**What is being asked**
Present the data below as a Markdown table with the columns Row and Text, giving each non-blank line its own numbered row. Omit the pictures.

++++ Data to use ++++

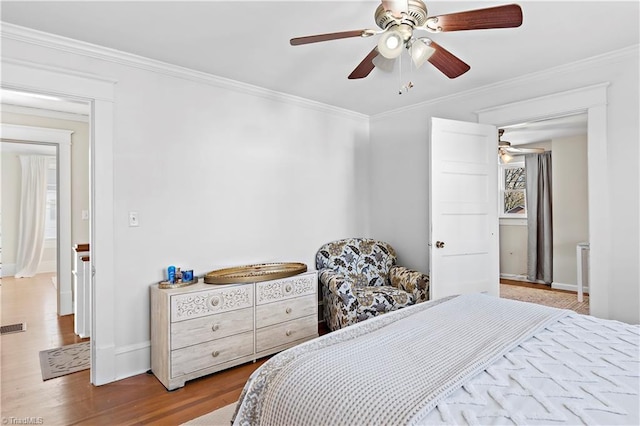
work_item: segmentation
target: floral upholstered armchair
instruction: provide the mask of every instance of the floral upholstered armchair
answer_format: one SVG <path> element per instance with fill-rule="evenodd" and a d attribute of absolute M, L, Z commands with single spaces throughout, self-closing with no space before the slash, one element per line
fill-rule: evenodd
<path fill-rule="evenodd" d="M 429 294 L 429 276 L 397 266 L 395 251 L 383 241 L 327 243 L 316 253 L 316 269 L 324 319 L 332 331 L 424 302 Z"/>

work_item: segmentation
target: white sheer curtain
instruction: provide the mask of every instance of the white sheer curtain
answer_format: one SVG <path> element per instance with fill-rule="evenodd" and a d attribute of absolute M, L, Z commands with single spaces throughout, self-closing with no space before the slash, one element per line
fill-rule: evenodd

++++

**Solution**
| Row | Text |
|---|---|
| 1 | work_item: segmentation |
| 2 | target: floral upholstered armchair |
| 3 | instruction: provide the mask of every instance of the floral upholstered armchair |
| 4 | answer_format: one SVG <path> element per instance with fill-rule="evenodd" and a d attribute of absolute M, L, Z commands with single spaces throughout, self-closing with no space before the slash, one element per line |
| 5 | fill-rule: evenodd |
| 6 | <path fill-rule="evenodd" d="M 429 294 L 429 276 L 397 266 L 395 251 L 383 241 L 327 243 L 316 253 L 316 269 L 324 319 L 332 331 L 424 302 Z"/> |
| 7 | work_item: segmentation |
| 8 | target: white sheer curtain |
| 9 | instruction: provide the mask of every instance of the white sheer curtain |
| 10 | answer_format: one SVG <path> element per instance with fill-rule="evenodd" and a d attribute of absolute M, L, Z commands with single spaces throughout, self-closing with no space before the slash, one element per line |
| 11 | fill-rule: evenodd |